-- Source records start --
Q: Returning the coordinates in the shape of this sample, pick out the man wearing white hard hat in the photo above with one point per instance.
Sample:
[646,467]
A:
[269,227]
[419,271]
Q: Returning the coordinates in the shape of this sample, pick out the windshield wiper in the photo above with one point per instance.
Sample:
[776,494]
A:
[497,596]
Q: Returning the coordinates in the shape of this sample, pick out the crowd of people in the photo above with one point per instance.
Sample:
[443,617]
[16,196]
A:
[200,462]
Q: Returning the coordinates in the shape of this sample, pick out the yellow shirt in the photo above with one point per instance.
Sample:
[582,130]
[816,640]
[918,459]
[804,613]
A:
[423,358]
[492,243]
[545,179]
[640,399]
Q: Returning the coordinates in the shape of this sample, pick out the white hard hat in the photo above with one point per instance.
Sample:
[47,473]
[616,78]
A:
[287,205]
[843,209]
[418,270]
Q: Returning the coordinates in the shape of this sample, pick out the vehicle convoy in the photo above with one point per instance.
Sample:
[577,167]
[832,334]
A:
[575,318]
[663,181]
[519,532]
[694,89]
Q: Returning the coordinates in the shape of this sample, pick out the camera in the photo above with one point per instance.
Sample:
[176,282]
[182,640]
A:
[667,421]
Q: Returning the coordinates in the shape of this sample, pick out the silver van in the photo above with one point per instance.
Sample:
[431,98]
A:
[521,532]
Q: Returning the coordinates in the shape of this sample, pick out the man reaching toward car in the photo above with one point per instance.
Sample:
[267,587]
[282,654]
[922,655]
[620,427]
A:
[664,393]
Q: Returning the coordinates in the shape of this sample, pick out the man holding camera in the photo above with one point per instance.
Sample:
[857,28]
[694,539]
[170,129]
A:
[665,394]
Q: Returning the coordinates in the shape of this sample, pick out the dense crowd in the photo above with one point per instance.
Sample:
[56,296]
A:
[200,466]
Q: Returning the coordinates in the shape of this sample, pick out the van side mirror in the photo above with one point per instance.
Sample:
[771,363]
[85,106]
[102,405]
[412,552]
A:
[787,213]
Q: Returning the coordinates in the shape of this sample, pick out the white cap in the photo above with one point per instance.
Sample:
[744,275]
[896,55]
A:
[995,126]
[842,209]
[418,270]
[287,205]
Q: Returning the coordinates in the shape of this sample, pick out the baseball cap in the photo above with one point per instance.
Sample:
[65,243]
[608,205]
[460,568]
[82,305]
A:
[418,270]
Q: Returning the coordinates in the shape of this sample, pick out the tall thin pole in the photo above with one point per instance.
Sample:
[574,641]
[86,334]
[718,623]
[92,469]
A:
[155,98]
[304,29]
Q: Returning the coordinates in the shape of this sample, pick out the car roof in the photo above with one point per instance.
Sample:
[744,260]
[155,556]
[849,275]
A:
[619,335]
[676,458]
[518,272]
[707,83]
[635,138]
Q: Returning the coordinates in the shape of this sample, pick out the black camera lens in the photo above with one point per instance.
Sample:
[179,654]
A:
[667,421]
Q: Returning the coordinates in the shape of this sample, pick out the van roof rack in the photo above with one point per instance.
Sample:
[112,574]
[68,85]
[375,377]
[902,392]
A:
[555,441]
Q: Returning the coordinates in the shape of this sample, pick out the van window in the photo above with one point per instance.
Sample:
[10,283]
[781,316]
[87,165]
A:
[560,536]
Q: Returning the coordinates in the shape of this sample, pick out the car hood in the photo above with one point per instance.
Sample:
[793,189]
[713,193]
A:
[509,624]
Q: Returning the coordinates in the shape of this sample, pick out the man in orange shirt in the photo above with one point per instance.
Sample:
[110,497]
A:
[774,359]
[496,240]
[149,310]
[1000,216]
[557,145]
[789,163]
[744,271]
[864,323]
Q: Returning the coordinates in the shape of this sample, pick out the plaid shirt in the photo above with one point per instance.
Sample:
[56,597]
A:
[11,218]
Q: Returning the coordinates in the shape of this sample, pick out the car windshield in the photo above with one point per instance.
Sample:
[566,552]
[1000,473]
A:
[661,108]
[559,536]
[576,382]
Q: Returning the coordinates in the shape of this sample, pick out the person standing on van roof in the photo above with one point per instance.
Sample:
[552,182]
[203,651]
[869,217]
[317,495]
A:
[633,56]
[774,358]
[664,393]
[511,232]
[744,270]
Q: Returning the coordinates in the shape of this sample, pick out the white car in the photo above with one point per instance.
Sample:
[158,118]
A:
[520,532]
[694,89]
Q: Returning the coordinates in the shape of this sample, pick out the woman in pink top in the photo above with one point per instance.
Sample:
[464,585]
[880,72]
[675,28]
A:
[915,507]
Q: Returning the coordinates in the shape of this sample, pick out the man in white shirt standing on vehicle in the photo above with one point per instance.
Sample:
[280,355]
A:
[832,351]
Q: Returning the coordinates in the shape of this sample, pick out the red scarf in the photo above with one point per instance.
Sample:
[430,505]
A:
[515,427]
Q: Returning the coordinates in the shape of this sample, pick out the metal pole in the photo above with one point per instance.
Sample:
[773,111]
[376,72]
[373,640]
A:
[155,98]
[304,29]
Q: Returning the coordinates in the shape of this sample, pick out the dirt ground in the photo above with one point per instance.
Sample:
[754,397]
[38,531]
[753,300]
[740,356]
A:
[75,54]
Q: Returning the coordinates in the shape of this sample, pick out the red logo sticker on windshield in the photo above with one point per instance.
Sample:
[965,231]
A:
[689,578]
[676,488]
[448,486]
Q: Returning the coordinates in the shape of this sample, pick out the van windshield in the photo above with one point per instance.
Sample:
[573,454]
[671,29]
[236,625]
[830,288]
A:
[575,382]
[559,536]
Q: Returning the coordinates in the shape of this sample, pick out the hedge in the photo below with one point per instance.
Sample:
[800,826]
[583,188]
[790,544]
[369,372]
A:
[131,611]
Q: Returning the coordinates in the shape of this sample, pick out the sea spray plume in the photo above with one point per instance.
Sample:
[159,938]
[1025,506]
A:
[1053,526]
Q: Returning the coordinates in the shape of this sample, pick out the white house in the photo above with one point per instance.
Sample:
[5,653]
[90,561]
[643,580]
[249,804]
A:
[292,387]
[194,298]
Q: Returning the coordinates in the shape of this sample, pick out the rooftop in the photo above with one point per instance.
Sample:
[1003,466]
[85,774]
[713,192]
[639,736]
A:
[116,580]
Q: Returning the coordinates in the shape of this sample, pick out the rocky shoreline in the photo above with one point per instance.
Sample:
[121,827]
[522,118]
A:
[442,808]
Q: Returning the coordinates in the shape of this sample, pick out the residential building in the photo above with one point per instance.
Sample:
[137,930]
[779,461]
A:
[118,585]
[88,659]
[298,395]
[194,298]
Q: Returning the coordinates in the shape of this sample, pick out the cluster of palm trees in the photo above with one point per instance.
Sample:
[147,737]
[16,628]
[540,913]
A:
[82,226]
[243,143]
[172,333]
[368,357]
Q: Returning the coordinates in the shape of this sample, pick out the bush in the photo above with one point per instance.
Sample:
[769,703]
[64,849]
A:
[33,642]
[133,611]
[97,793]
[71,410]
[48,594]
-- Source records end --
== Problem description ==
Reproduce verbatim the lines of the material from the one containing "out the bush" through the last line, both included.

== Result for this exercise ==
Q: Returning the coordinates in the shape of this sample, pick out the bush in the photo above with one point per instance.
Sample:
[769,703]
[64,849]
A:
[33,642]
[133,611]
[97,793]
[71,410]
[48,594]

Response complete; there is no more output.